=== Section Start ===

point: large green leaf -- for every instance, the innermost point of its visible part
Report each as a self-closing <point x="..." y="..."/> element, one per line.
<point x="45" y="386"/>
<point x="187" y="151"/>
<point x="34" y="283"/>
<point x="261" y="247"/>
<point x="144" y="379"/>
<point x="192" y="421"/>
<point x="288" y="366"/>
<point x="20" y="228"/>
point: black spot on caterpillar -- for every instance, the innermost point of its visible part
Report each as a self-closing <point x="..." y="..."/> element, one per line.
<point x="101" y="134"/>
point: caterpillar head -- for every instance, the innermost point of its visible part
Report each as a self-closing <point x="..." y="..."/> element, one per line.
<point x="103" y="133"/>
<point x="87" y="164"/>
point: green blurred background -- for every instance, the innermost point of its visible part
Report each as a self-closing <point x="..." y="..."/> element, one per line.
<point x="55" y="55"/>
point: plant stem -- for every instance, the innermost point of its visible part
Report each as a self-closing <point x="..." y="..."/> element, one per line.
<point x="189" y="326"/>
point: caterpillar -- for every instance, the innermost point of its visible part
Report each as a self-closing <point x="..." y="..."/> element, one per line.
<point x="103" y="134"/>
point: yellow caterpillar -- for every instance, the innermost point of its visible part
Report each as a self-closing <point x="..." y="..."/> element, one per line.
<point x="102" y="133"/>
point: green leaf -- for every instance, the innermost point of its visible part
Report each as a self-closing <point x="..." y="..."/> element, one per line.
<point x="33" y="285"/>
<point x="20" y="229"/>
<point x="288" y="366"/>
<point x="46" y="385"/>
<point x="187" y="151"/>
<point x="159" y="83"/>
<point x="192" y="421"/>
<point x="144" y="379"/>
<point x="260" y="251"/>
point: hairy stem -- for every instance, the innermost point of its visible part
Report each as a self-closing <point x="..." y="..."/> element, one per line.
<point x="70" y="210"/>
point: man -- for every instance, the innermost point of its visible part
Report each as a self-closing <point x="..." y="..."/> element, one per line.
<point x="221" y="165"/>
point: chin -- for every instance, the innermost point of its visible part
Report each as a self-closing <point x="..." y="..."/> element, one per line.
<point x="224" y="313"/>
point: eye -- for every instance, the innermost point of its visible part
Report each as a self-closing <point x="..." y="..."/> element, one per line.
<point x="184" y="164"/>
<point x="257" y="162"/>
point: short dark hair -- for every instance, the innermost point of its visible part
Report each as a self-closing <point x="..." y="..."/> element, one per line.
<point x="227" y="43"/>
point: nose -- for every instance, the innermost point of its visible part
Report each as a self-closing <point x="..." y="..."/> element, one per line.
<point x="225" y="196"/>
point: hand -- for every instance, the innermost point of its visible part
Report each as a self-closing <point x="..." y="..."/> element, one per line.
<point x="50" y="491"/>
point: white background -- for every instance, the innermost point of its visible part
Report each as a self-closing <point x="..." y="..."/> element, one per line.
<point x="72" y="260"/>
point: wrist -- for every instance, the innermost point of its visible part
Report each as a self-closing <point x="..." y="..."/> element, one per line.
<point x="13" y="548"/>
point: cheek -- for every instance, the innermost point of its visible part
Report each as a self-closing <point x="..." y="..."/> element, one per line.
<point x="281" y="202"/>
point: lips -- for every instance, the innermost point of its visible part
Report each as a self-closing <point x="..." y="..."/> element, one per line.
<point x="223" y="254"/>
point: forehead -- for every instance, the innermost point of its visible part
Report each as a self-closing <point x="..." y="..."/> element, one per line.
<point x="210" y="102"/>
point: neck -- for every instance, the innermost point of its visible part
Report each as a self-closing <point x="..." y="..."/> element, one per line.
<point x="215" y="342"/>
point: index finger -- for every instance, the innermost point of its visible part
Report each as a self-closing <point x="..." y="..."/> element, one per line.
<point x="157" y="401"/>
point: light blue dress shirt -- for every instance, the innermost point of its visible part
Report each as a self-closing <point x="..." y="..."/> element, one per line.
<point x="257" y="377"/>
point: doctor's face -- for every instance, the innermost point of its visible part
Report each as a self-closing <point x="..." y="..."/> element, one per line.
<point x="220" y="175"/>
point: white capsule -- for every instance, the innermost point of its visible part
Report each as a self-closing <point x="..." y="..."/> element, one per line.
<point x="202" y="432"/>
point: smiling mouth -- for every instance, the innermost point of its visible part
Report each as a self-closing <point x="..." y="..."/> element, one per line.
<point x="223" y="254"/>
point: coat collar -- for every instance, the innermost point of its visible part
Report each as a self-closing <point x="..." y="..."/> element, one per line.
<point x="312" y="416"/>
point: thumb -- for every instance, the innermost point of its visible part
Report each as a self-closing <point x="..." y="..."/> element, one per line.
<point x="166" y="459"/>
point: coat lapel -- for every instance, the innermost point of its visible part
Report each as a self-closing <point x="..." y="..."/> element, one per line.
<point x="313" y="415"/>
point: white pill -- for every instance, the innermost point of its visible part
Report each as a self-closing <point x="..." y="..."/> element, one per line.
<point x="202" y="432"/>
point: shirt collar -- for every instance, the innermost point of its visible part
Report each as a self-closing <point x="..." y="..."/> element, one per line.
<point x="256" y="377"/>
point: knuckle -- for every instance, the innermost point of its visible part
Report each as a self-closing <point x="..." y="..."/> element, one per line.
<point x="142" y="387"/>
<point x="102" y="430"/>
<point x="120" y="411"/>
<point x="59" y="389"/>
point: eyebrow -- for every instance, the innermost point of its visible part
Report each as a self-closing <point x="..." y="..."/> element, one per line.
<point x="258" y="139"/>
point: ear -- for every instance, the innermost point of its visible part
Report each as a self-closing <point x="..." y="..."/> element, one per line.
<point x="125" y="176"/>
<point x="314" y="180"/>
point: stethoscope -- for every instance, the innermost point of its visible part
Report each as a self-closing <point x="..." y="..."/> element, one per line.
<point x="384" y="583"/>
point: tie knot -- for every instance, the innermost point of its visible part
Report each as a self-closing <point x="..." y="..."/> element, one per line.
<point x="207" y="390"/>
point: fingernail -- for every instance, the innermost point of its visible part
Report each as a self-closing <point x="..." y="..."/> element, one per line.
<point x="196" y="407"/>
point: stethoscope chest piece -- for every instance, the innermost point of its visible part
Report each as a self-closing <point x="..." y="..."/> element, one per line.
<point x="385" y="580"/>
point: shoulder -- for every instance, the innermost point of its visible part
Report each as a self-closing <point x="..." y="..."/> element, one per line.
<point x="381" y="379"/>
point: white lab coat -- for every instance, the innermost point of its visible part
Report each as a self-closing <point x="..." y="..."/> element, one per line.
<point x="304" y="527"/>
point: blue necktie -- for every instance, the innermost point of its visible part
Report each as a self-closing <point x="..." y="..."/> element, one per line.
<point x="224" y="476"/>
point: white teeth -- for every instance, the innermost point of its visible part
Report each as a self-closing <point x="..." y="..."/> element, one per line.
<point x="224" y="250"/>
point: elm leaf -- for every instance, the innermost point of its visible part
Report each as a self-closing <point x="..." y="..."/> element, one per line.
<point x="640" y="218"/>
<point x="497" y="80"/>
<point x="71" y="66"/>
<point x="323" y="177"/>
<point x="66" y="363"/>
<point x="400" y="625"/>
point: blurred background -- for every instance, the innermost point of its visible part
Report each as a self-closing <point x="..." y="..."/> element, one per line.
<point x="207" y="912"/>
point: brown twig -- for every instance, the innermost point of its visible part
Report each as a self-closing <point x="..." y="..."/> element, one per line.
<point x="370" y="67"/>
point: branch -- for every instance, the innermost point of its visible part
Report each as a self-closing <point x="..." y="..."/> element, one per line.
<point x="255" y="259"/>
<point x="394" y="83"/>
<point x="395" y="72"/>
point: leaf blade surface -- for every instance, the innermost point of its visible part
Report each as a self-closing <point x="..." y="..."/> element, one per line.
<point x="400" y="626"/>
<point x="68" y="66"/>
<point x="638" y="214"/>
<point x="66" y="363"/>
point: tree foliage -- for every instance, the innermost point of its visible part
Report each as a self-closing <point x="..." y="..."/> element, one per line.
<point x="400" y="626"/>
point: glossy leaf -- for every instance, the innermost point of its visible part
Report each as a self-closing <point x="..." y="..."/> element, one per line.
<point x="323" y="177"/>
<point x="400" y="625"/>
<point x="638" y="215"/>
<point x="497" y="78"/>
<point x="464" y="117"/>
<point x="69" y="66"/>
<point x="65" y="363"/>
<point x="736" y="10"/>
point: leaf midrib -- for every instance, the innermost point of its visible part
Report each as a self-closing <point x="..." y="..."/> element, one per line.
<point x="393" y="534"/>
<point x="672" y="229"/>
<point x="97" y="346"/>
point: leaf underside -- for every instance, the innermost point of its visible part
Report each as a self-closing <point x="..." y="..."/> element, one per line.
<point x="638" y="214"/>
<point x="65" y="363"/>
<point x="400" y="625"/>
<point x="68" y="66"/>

=== Section End ===

What is expected:
I need each line of the entries that holds the string "blue" located and copied.

Solved exercise:
point: light blue dress shirt -- for every instance, the innermost point of its visible part
point: blue necktie -- for every instance, the innermost point of its visible part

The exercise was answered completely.